ZIEL DER AUFGABE: Gib die Zeilen von der Zeile mit „Inspect the frame above and report where the high“ bis einschließlich der Zeile mit „[5,267,640,427]“ unverändert zurück.

(Extrahierte Dateneinträge)
====

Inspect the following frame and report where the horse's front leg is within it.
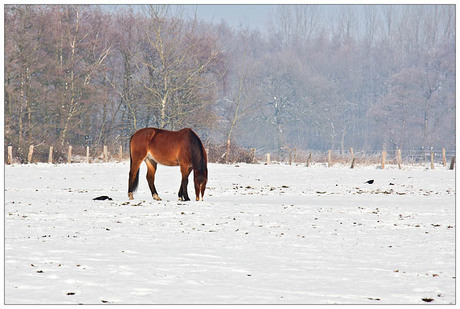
[145,158,161,201]
[178,163,192,201]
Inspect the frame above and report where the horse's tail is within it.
[190,130,208,183]
[128,136,140,192]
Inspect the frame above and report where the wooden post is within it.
[449,156,455,170]
[442,148,446,166]
[8,146,13,165]
[307,151,311,167]
[48,146,53,164]
[104,146,109,162]
[431,150,434,170]
[27,145,34,164]
[382,150,387,170]
[350,147,355,168]
[67,145,72,163]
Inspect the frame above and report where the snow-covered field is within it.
[4,162,456,304]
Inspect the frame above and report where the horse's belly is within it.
[147,152,179,166]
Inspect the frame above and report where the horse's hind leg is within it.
[178,163,192,201]
[128,155,144,200]
[145,158,161,201]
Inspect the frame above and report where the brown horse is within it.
[128,128,208,201]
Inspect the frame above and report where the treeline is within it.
[4,5,455,162]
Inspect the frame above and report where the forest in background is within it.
[4,5,456,160]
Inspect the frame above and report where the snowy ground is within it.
[4,162,456,304]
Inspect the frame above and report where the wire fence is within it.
[5,145,456,170]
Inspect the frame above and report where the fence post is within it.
[67,145,72,163]
[8,146,13,165]
[27,145,34,164]
[307,151,311,167]
[431,150,434,170]
[104,146,109,162]
[48,146,53,164]
[251,148,256,163]
[442,148,446,166]
[382,150,387,170]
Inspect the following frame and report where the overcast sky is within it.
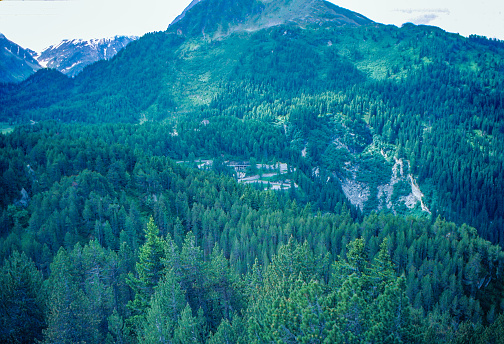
[0,0,504,52]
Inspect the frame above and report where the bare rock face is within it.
[0,34,41,83]
[36,36,138,77]
[168,0,373,37]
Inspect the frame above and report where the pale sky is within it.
[0,0,504,52]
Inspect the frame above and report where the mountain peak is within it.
[168,0,373,36]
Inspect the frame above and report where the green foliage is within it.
[0,10,504,343]
[0,251,46,343]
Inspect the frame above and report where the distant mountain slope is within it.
[0,0,504,245]
[168,0,373,36]
[36,36,138,77]
[0,34,41,82]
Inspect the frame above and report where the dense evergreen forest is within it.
[0,120,504,343]
[0,0,504,343]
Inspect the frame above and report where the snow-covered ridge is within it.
[35,36,138,77]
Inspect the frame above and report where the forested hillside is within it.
[0,0,504,343]
[0,122,504,343]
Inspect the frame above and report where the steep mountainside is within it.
[168,0,372,37]
[0,34,41,83]
[0,0,504,243]
[0,0,504,344]
[35,36,138,77]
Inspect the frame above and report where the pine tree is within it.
[139,270,186,343]
[127,217,164,331]
[0,251,46,343]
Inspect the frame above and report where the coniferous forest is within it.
[0,0,504,344]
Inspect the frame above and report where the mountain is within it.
[0,0,504,344]
[0,0,504,244]
[168,0,373,36]
[0,34,41,82]
[35,36,138,77]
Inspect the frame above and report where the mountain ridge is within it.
[0,33,42,83]
[35,36,138,77]
[168,0,374,36]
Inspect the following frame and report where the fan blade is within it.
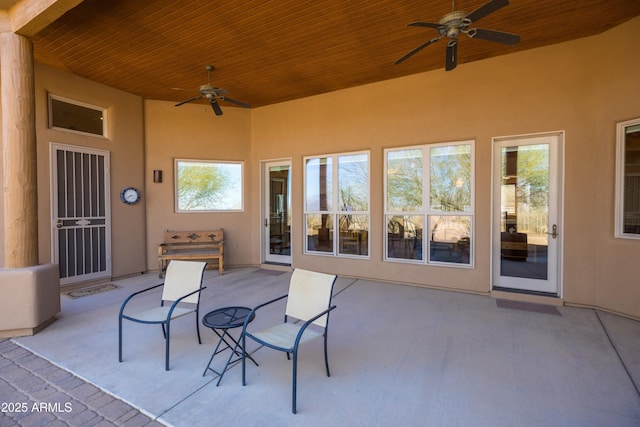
[211,98,222,116]
[175,95,202,107]
[465,0,509,22]
[396,36,442,65]
[467,28,520,46]
[220,96,251,108]
[407,22,444,30]
[445,39,458,71]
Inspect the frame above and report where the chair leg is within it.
[196,308,202,344]
[118,316,122,362]
[324,331,331,377]
[162,322,171,371]
[291,348,298,414]
[242,334,247,386]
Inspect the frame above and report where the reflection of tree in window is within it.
[387,150,422,211]
[430,145,471,212]
[177,163,241,210]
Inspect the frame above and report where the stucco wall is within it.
[0,18,640,317]
[251,15,640,316]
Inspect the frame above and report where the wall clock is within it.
[120,187,140,205]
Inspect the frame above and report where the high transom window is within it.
[49,94,107,138]
[385,141,474,266]
[304,152,370,257]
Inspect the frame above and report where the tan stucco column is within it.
[0,32,38,268]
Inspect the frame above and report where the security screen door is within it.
[492,133,562,295]
[263,160,291,265]
[51,144,111,285]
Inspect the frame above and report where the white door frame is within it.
[49,142,111,286]
[260,159,293,265]
[491,131,564,297]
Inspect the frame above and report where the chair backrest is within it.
[285,268,336,328]
[162,260,207,304]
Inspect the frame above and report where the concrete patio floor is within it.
[5,267,640,427]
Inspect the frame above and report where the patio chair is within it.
[242,268,336,414]
[118,261,207,371]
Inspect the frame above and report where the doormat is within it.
[63,283,120,299]
[496,299,562,316]
[254,268,285,276]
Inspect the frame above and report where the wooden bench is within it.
[158,228,224,277]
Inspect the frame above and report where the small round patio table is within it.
[202,306,258,386]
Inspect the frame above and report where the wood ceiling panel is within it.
[33,0,640,106]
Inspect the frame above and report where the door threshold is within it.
[491,288,564,307]
[260,262,291,271]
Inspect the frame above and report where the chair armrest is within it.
[120,282,164,316]
[158,243,167,255]
[242,294,289,334]
[161,286,207,321]
[294,305,337,348]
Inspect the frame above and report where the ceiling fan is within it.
[175,65,251,116]
[396,0,520,71]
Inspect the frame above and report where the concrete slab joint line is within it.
[594,310,640,397]
[0,339,163,427]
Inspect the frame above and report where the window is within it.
[49,94,107,138]
[304,153,370,257]
[385,142,473,266]
[616,119,640,239]
[175,159,243,212]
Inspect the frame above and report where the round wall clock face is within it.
[120,187,140,205]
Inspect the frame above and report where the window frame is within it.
[382,140,476,268]
[173,158,245,214]
[47,93,109,139]
[614,118,640,240]
[302,150,371,259]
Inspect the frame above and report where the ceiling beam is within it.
[5,0,82,37]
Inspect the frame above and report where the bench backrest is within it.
[164,228,224,244]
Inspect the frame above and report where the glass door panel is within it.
[264,161,291,264]
[493,135,560,295]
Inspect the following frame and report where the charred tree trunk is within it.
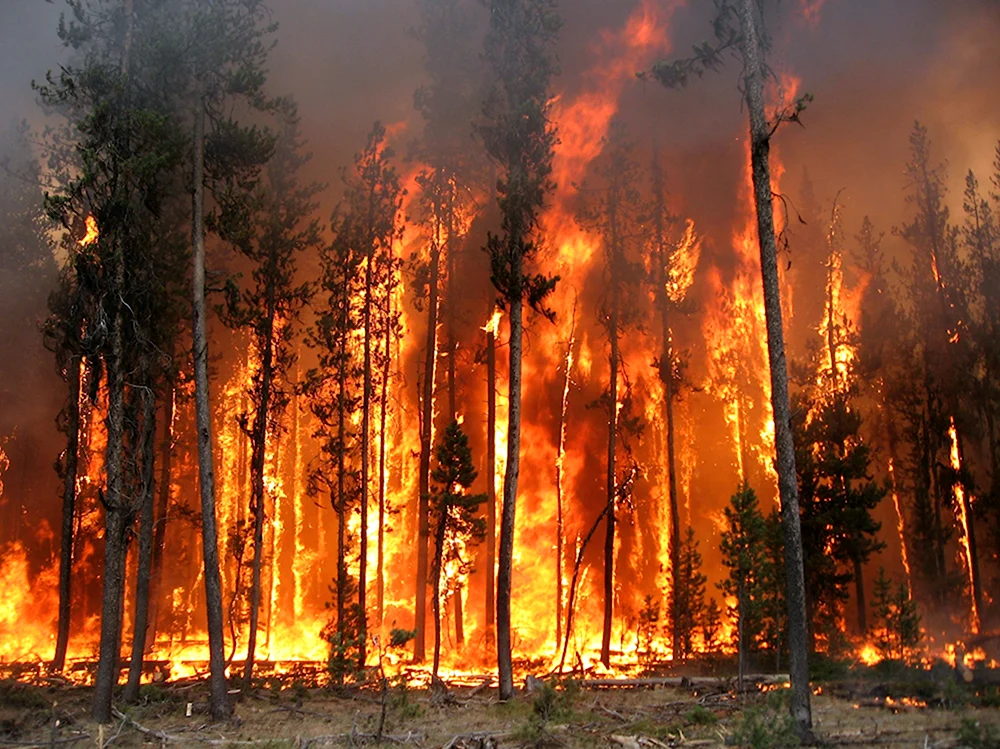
[431,507,448,682]
[486,304,499,643]
[375,286,392,627]
[124,383,156,703]
[191,96,230,720]
[556,304,576,647]
[52,357,85,673]
[146,382,174,650]
[243,296,275,692]
[653,154,681,653]
[601,290,619,668]
[413,230,441,663]
[739,0,812,740]
[358,237,376,669]
[497,258,524,700]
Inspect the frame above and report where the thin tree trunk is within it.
[740,0,812,741]
[854,557,868,635]
[556,303,576,648]
[124,378,156,703]
[52,357,86,673]
[413,230,441,663]
[191,96,230,720]
[358,242,376,669]
[601,296,619,668]
[497,274,524,700]
[486,305,499,644]
[376,294,392,627]
[146,382,174,651]
[431,507,448,681]
[653,154,681,653]
[243,300,275,692]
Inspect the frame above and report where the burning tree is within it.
[651,0,812,739]
[579,128,642,666]
[668,526,708,660]
[214,110,320,689]
[479,0,562,700]
[413,0,482,662]
[871,567,921,661]
[430,420,486,679]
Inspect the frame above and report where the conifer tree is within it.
[578,126,642,666]
[669,526,714,661]
[430,420,486,679]
[215,107,320,689]
[479,0,562,700]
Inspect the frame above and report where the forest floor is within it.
[0,676,1000,749]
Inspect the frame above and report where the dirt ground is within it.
[0,681,1000,749]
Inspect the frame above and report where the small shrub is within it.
[684,705,719,726]
[731,707,799,749]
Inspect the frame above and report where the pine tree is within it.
[871,567,921,661]
[648,0,812,728]
[668,526,708,661]
[578,126,642,667]
[430,420,486,679]
[719,485,766,679]
[479,0,562,700]
[216,107,320,689]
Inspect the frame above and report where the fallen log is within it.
[580,674,788,689]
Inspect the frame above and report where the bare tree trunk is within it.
[556,303,576,648]
[739,0,812,740]
[191,96,230,720]
[601,298,619,668]
[486,305,499,643]
[146,382,174,651]
[653,153,681,653]
[413,230,441,663]
[124,378,156,703]
[243,300,275,692]
[358,243,376,669]
[375,294,392,627]
[431,508,448,681]
[854,557,868,635]
[497,274,524,700]
[52,357,86,673]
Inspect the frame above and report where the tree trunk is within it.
[358,242,376,669]
[413,231,441,663]
[431,506,448,682]
[243,300,275,692]
[854,557,868,635]
[52,357,86,673]
[601,292,619,668]
[486,305,499,644]
[191,96,230,720]
[124,378,156,703]
[653,154,681,653]
[556,304,576,648]
[146,382,174,650]
[740,0,812,741]
[497,276,524,700]
[93,197,133,723]
[375,294,392,627]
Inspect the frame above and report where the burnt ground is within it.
[0,675,1000,749]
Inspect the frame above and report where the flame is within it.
[77,214,101,247]
[948,416,980,632]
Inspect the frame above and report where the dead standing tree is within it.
[479,0,562,700]
[640,0,812,740]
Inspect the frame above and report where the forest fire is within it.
[0,0,1000,732]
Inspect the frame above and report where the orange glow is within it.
[948,416,980,632]
[78,214,101,247]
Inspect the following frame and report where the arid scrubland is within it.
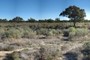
[0,23,90,60]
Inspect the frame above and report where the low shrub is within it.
[3,28,22,38]
[76,28,89,36]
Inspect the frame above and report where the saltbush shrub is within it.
[3,28,22,38]
[76,28,89,36]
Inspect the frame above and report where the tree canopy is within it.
[59,6,86,26]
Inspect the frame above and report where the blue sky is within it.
[0,0,90,19]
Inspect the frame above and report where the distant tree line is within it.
[0,17,90,23]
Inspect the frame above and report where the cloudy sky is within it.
[0,0,90,19]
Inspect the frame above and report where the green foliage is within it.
[76,28,89,36]
[83,42,90,50]
[60,6,86,27]
[23,28,36,38]
[4,28,21,38]
[11,52,21,60]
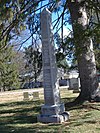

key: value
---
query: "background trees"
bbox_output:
[0,46,19,91]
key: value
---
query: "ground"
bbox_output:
[0,87,100,133]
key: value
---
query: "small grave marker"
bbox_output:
[23,92,29,101]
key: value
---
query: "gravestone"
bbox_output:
[37,9,69,123]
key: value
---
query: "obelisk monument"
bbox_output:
[37,8,69,123]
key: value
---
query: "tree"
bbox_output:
[0,46,19,91]
[68,0,98,104]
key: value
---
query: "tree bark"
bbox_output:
[68,0,100,103]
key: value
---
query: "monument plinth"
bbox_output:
[37,9,69,123]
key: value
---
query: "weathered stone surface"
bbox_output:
[37,9,69,123]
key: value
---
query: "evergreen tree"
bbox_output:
[24,45,42,83]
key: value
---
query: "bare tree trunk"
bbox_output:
[68,0,98,103]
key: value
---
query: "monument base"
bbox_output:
[37,104,69,123]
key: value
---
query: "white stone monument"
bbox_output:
[37,9,69,123]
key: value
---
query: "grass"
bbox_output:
[0,88,100,133]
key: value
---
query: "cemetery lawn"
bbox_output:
[0,88,100,133]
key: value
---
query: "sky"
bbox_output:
[12,0,72,50]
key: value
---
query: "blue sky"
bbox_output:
[13,0,72,49]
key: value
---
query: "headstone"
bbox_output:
[32,92,39,100]
[37,9,69,123]
[23,92,29,101]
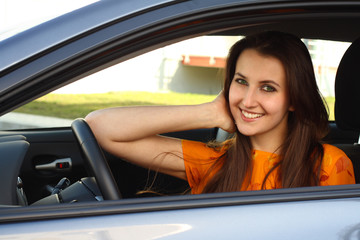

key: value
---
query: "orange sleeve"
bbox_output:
[182,140,224,194]
[320,144,355,186]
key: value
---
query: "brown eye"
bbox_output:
[262,85,276,92]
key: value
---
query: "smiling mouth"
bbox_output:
[241,110,264,119]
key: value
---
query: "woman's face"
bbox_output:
[229,49,293,147]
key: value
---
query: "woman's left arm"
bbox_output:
[320,149,355,186]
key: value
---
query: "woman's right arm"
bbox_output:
[86,94,233,179]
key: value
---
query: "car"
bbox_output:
[0,0,360,239]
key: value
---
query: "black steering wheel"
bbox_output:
[71,118,121,200]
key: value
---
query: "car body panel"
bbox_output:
[0,198,360,240]
[0,0,360,239]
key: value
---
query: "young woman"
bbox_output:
[86,32,355,194]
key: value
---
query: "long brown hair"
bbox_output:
[203,31,328,193]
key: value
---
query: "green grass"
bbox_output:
[16,92,335,120]
[16,92,216,119]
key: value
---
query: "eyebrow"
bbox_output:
[235,72,281,88]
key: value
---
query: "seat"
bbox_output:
[334,38,360,183]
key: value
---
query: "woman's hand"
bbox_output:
[210,91,236,133]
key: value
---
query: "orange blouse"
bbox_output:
[182,140,355,194]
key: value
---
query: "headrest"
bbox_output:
[335,38,360,131]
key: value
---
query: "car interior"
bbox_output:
[0,13,360,206]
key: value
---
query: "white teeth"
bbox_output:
[241,110,263,119]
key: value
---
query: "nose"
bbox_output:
[242,87,257,108]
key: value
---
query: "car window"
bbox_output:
[0,36,349,130]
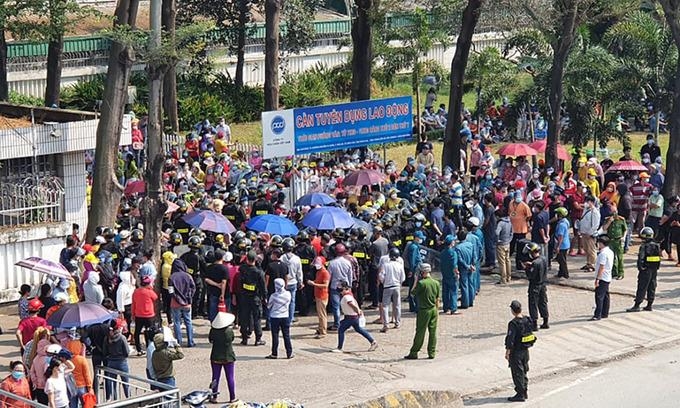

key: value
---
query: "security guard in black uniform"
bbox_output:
[125,229,144,259]
[250,187,274,217]
[626,227,661,312]
[180,235,207,319]
[505,300,536,402]
[350,227,371,307]
[238,250,267,346]
[222,190,246,229]
[293,231,316,316]
[523,242,550,331]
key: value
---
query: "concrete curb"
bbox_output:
[346,391,463,408]
[548,277,635,297]
[461,334,680,400]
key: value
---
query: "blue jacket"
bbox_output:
[439,247,458,280]
[404,241,423,272]
[454,240,477,273]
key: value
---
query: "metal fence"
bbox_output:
[0,389,48,408]
[0,177,65,226]
[95,366,181,408]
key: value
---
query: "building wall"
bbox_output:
[0,223,71,303]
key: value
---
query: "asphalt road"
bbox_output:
[465,344,680,408]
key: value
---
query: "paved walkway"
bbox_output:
[0,244,680,407]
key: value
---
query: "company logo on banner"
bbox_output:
[262,96,413,159]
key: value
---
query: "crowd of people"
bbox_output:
[7,110,680,408]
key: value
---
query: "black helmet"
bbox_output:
[130,229,144,242]
[102,227,116,241]
[269,235,283,248]
[170,232,184,246]
[187,235,203,249]
[295,231,309,242]
[332,228,347,240]
[389,247,401,260]
[281,237,295,252]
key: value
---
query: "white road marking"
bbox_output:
[528,368,608,404]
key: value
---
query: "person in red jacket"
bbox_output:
[132,276,158,356]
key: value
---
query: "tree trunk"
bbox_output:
[659,0,680,197]
[264,0,283,111]
[86,0,139,238]
[45,37,64,107]
[0,30,9,101]
[234,0,250,89]
[140,0,167,265]
[440,0,483,170]
[544,0,578,169]
[162,0,179,134]
[350,0,377,101]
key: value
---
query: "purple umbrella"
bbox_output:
[302,207,354,231]
[14,256,73,280]
[182,210,236,234]
[47,302,113,328]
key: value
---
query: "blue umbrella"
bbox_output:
[302,207,354,231]
[182,210,236,234]
[295,193,336,207]
[246,214,299,237]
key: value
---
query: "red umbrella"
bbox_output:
[529,140,571,161]
[607,160,648,173]
[498,143,538,157]
[123,180,146,196]
[342,170,385,186]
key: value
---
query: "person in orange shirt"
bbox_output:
[0,361,31,408]
[132,276,158,356]
[508,191,531,270]
[307,256,331,339]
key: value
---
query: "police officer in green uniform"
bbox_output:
[602,205,628,279]
[505,300,536,402]
[626,227,661,312]
[523,242,550,330]
[404,263,442,360]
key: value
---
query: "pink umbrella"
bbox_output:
[529,140,571,161]
[498,143,538,157]
[14,256,73,280]
[607,160,649,173]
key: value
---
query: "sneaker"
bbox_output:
[508,394,526,402]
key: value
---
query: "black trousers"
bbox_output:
[271,317,293,357]
[135,317,156,352]
[594,281,609,319]
[557,249,569,278]
[635,268,659,305]
[238,296,262,341]
[529,283,548,322]
[508,349,529,395]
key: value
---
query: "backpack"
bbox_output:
[517,317,536,349]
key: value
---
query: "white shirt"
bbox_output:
[595,247,614,282]
[379,258,406,288]
[45,371,69,408]
[340,293,357,316]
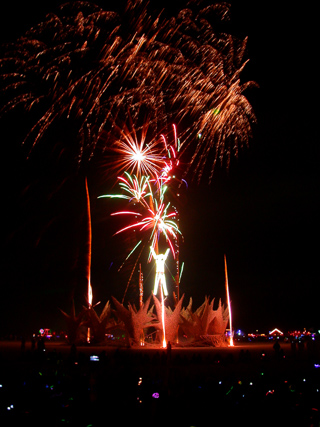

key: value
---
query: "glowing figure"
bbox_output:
[150,246,170,296]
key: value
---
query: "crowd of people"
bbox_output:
[0,341,320,427]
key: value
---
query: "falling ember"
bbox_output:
[224,255,234,347]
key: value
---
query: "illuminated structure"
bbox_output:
[150,246,170,296]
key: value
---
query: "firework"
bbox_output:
[100,174,180,257]
[0,0,255,179]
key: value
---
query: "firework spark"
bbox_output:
[0,0,255,179]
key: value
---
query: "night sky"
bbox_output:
[0,0,320,335]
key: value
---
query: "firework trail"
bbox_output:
[0,0,255,179]
[100,173,181,257]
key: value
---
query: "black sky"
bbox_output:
[0,0,320,333]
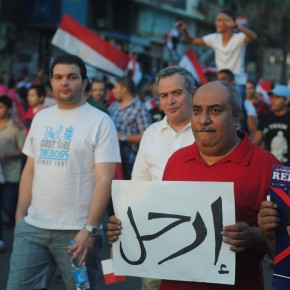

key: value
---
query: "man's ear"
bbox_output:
[233,110,243,125]
[83,79,89,91]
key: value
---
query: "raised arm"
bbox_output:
[175,20,205,45]
[225,17,257,43]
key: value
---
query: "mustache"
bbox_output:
[195,126,215,132]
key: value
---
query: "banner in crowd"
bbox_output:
[52,14,129,77]
[112,180,236,285]
[271,165,290,290]
[179,48,208,85]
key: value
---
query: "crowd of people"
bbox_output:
[0,6,290,290]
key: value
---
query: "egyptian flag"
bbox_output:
[256,80,272,104]
[52,14,129,77]
[101,259,126,285]
[179,48,208,85]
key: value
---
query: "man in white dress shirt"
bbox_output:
[108,66,196,290]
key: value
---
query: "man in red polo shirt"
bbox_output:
[107,81,279,290]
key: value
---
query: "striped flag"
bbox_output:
[256,80,272,104]
[179,48,208,85]
[52,14,129,77]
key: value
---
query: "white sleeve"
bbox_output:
[132,131,151,180]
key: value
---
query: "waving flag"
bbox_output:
[256,80,272,104]
[179,48,207,85]
[52,14,129,77]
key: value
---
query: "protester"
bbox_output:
[253,84,290,166]
[107,81,279,290]
[25,85,46,134]
[0,95,25,252]
[216,69,258,140]
[144,81,164,123]
[7,54,120,290]
[108,77,152,180]
[176,11,257,100]
[132,66,195,290]
[85,81,107,113]
[246,80,271,121]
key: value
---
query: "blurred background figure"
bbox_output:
[246,80,270,120]
[216,69,258,139]
[25,85,46,134]
[108,77,152,180]
[0,95,25,252]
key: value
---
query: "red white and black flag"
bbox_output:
[178,48,208,85]
[52,14,129,77]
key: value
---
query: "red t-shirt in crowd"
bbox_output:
[159,132,280,290]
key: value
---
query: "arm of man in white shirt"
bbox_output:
[68,162,115,263]
[15,157,34,223]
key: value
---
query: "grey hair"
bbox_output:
[155,66,196,93]
[216,81,243,113]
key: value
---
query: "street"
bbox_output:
[0,214,141,290]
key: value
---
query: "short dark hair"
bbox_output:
[50,54,88,80]
[0,95,13,109]
[155,66,196,94]
[217,68,235,82]
[219,9,236,21]
[28,84,46,98]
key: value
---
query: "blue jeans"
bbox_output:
[7,219,101,290]
[0,181,19,240]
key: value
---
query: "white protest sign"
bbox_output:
[112,180,236,285]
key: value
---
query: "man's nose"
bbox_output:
[199,111,211,124]
[167,95,175,105]
[61,78,69,85]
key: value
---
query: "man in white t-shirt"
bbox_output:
[7,55,120,290]
[176,10,257,100]
[110,66,196,290]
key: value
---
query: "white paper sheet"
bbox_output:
[112,180,236,285]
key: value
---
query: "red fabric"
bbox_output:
[114,163,124,180]
[159,132,280,290]
[59,14,129,70]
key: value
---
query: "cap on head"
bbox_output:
[269,84,290,99]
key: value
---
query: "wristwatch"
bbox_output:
[120,134,128,142]
[83,225,99,237]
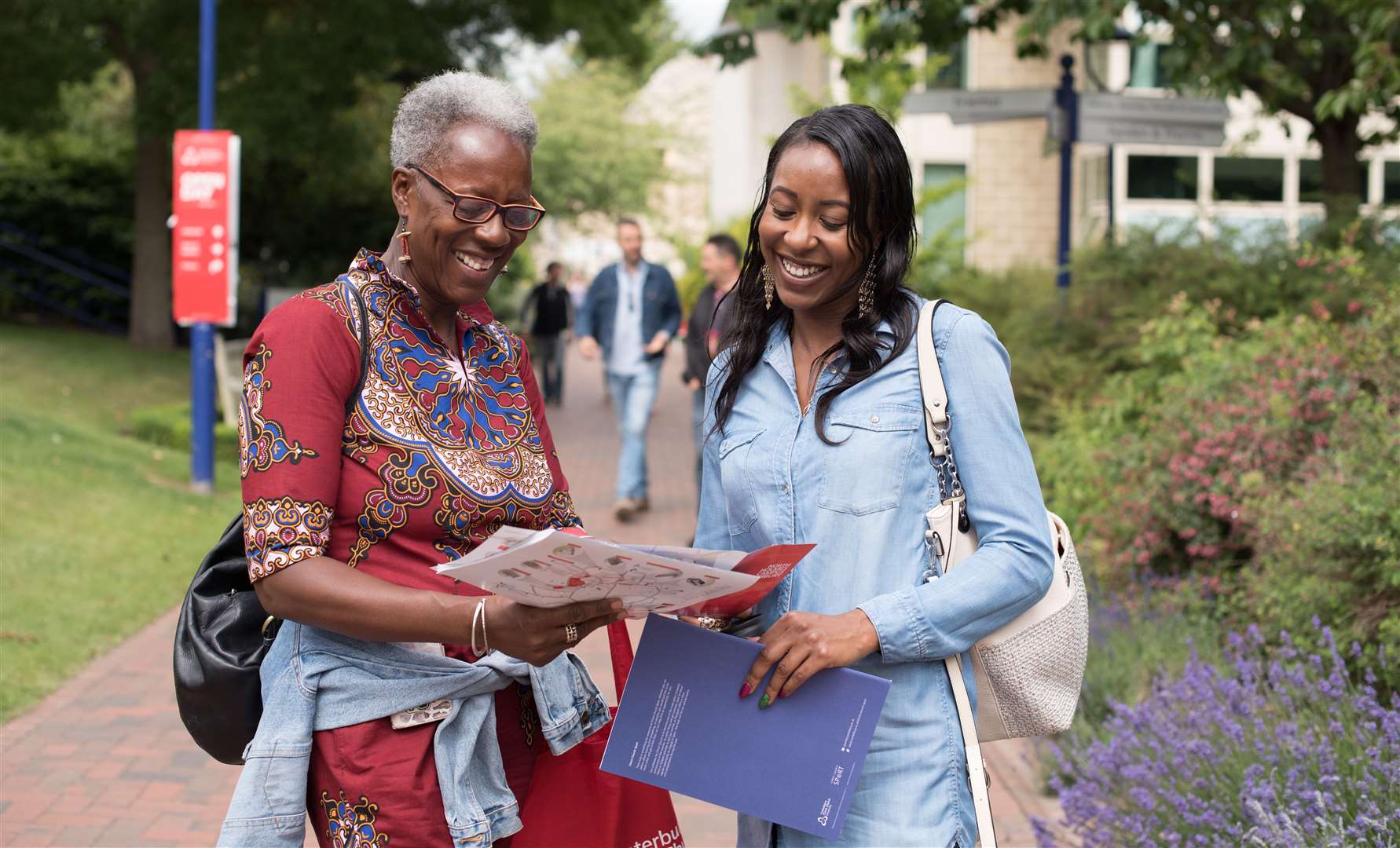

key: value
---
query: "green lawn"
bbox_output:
[0,324,240,722]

====

DIE ANTWORT:
Inspect the frame above and report where the high transom window is within it.
[49,94,107,138]
[385,141,474,266]
[304,152,370,257]
Inspect the frame above and report where the tan stucco column is within it.
[0,32,38,268]
Inspect the frame above and report where the security screen door is within it.
[492,133,562,295]
[263,160,291,265]
[51,144,111,285]
Inspect the frame above and report where the white door frame is within it.
[49,142,111,286]
[260,159,293,265]
[491,131,564,297]
Inspect the frame above and report where the chair backrest is within it.
[285,268,336,328]
[162,260,207,304]
Inspect the frame above and report where the concrete patio floor is within it.
[5,267,640,427]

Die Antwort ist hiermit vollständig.